** Opening RECORD SET block **

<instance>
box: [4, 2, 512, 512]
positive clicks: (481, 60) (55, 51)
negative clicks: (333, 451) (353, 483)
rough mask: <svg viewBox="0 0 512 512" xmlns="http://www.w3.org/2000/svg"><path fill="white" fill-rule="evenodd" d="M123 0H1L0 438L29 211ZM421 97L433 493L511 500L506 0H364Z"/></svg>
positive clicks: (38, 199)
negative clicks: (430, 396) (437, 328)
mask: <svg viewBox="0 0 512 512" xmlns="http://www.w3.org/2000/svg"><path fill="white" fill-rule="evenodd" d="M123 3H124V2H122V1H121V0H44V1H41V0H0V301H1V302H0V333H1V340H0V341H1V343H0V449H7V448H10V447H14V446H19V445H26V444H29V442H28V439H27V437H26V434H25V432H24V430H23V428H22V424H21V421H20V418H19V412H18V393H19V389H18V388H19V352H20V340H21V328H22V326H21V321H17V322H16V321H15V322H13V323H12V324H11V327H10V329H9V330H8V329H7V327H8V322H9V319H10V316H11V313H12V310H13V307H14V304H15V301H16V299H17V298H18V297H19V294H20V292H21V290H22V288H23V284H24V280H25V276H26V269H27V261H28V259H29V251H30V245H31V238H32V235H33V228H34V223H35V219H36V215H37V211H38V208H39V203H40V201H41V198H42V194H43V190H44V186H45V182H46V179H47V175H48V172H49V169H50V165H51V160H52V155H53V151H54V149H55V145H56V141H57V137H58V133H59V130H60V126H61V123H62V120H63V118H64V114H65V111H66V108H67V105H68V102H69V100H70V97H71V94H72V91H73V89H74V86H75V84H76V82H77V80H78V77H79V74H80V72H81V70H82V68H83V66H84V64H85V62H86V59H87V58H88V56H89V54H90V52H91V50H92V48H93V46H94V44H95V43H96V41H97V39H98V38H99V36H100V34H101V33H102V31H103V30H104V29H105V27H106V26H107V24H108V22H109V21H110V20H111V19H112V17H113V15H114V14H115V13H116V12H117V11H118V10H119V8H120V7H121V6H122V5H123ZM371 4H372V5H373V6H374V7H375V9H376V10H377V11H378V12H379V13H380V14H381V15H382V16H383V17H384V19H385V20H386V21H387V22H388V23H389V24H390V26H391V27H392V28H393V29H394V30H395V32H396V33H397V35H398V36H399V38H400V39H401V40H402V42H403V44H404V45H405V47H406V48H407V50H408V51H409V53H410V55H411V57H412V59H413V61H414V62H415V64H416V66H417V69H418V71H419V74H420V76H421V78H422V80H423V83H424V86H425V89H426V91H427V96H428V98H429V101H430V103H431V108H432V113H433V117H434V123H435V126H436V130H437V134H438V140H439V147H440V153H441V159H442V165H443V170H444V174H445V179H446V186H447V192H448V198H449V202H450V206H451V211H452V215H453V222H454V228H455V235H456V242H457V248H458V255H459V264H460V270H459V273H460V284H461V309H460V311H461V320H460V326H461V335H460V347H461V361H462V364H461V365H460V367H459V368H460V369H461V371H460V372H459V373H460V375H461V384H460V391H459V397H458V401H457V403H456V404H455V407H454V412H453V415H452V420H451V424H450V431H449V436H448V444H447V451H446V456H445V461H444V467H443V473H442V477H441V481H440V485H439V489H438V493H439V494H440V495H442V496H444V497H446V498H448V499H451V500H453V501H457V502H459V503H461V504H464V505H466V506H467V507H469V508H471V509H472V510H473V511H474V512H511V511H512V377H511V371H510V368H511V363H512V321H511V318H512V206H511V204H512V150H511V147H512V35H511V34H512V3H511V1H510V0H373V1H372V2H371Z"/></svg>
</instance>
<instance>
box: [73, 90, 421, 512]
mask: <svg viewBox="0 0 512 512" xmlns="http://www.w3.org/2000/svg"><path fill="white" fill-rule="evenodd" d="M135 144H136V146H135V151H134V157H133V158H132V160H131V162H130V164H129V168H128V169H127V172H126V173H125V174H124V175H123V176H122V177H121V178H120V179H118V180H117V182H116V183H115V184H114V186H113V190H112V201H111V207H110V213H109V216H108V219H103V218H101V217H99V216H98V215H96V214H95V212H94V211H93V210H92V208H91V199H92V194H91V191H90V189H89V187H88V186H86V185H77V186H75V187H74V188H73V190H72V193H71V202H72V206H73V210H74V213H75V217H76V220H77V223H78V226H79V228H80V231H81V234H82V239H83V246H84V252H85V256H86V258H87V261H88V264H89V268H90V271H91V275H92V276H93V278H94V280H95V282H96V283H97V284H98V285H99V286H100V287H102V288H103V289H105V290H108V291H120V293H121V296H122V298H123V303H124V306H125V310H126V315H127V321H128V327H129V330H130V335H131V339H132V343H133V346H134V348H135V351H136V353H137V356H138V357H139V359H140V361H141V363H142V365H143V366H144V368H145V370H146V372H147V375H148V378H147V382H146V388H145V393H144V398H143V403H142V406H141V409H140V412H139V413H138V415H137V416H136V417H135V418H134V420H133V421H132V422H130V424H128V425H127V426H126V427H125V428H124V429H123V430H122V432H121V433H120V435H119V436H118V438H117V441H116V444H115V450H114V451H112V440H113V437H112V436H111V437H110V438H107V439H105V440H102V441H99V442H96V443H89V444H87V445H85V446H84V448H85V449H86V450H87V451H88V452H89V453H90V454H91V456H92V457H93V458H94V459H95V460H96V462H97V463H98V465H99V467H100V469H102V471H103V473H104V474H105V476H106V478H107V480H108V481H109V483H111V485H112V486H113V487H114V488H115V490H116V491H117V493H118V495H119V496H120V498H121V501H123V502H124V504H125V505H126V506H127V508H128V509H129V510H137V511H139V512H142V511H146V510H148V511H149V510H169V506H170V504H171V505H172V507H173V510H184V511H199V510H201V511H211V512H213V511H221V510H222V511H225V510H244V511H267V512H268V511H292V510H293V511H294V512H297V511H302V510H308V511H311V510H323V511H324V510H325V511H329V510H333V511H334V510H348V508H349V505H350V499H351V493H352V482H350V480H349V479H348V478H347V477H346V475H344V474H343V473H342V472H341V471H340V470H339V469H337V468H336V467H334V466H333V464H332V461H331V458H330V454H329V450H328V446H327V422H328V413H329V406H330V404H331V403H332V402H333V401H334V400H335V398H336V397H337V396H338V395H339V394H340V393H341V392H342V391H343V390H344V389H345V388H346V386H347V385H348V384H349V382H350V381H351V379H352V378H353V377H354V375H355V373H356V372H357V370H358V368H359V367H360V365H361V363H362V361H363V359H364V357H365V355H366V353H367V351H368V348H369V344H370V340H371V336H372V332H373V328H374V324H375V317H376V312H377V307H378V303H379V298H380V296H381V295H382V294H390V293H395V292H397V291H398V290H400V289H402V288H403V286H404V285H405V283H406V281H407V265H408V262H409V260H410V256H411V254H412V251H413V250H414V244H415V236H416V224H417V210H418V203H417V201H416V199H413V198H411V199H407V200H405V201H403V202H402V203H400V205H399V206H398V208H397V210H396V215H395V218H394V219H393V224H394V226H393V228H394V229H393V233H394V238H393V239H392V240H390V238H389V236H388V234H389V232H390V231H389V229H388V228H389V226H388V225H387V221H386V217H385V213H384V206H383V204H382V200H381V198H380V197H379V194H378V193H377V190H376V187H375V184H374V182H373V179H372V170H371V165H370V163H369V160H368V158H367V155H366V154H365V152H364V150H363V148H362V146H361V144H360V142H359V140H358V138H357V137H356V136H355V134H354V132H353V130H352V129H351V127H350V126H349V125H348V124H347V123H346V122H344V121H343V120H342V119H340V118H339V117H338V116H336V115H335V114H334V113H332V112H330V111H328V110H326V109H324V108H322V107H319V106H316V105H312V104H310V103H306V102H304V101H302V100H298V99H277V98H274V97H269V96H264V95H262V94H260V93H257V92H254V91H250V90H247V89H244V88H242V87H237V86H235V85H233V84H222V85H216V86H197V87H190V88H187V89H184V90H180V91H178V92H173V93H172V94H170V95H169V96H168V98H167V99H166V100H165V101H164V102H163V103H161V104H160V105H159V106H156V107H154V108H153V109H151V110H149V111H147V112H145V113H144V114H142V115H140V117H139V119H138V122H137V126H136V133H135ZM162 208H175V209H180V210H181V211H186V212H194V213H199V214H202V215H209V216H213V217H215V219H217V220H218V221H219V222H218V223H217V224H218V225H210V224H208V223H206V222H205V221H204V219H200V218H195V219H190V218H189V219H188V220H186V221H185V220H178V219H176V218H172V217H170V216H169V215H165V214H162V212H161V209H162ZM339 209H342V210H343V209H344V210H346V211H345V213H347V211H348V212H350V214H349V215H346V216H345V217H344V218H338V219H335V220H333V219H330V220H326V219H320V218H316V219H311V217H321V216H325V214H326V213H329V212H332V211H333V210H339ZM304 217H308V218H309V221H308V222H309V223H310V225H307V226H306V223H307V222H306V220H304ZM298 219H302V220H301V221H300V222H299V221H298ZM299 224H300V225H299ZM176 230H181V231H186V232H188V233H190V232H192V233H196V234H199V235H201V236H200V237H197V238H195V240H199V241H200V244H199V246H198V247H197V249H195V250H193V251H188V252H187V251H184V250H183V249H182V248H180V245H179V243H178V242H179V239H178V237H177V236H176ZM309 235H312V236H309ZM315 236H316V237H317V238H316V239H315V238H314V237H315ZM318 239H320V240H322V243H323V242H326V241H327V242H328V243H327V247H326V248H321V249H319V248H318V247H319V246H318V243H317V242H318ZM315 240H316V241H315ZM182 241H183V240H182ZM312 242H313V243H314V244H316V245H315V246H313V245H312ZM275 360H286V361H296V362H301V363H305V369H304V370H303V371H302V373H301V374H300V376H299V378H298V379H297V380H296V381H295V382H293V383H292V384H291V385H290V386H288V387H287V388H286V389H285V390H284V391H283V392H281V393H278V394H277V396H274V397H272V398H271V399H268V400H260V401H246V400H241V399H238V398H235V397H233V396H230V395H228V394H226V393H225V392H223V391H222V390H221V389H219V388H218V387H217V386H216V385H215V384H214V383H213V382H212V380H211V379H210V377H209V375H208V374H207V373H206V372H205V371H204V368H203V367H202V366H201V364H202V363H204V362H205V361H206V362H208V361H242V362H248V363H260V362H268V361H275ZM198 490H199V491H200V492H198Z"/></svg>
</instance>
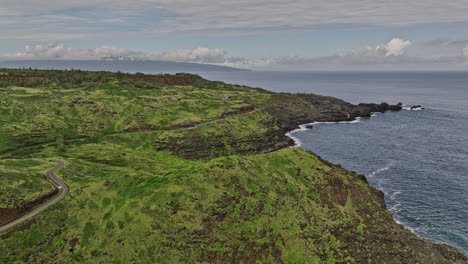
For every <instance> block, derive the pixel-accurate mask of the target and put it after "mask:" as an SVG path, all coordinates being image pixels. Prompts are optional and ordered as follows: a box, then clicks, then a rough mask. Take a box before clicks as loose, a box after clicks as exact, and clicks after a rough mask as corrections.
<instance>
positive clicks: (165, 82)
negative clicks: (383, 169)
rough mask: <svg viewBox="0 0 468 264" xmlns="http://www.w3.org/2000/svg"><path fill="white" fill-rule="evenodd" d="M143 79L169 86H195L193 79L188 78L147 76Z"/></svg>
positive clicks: (166, 76) (187, 77) (179, 77)
mask: <svg viewBox="0 0 468 264" xmlns="http://www.w3.org/2000/svg"><path fill="white" fill-rule="evenodd" d="M142 79H144V80H147V81H152V82H156V83H160V84H167V85H193V79H192V78H190V77H187V76H169V75H168V76H157V75H145V76H143V77H142Z"/></svg>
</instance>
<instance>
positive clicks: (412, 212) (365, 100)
mask: <svg viewBox="0 0 468 264" xmlns="http://www.w3.org/2000/svg"><path fill="white" fill-rule="evenodd" d="M0 67H16V68H18V67H32V68H44V69H49V68H54V69H65V68H67V69H71V68H73V69H82V70H107V71H117V70H120V71H124V72H138V71H139V72H145V73H161V72H165V73H174V72H192V73H198V74H200V75H202V76H203V77H205V78H207V79H210V80H220V81H224V82H228V83H234V84H242V85H249V86H254V87H261V88H264V89H267V90H271V91H275V92H292V93H303V92H306V93H316V94H321V95H329V96H334V97H337V98H341V99H343V100H346V101H348V102H351V103H361V102H367V103H370V102H371V103H380V102H388V103H392V104H395V103H398V102H402V103H404V104H406V105H419V104H420V105H423V106H424V107H425V108H426V109H425V110H420V111H401V112H388V113H384V114H377V115H375V116H374V117H372V118H370V119H360V120H359V122H353V123H340V124H317V125H314V129H311V130H302V131H298V132H296V133H294V135H293V136H294V137H295V138H297V139H298V140H299V141H300V143H301V147H302V148H304V149H307V150H311V151H313V152H315V153H317V154H319V155H321V156H322V157H324V158H325V159H327V160H329V161H331V162H334V163H338V164H341V165H342V166H343V167H345V168H347V169H349V170H352V171H356V172H358V173H361V174H364V175H366V176H367V178H368V180H369V183H370V184H372V185H373V186H374V187H376V188H378V189H380V190H382V191H383V192H384V193H385V200H386V203H387V207H388V208H389V210H390V211H391V212H392V213H393V215H394V218H395V219H396V220H397V221H398V222H400V223H402V224H404V225H405V226H406V227H407V228H408V229H410V230H412V231H413V232H414V233H416V234H417V235H419V236H421V237H424V238H427V239H429V240H432V241H434V242H439V243H447V244H450V245H453V246H455V247H458V248H460V249H461V250H463V251H464V252H465V253H466V254H468V72H271V71H270V72H260V71H251V72H249V71H234V70H233V69H229V68H219V67H213V66H199V65H197V64H178V63H163V62H148V63H146V62H142V63H135V62H95V61H89V62H81V61H80V62H76V61H68V62H67V61H66V62H56V61H34V62H31V61H29V62H28V61H25V62H0Z"/></svg>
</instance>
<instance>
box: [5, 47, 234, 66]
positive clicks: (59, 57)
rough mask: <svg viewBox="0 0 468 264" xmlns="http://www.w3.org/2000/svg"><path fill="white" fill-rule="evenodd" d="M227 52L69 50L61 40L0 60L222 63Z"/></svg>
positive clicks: (124, 50) (73, 49) (95, 48)
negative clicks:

** Closing RECORD SET block **

How many lines of the items above contain the string "positive"? Match case exactly, and give only the number.

7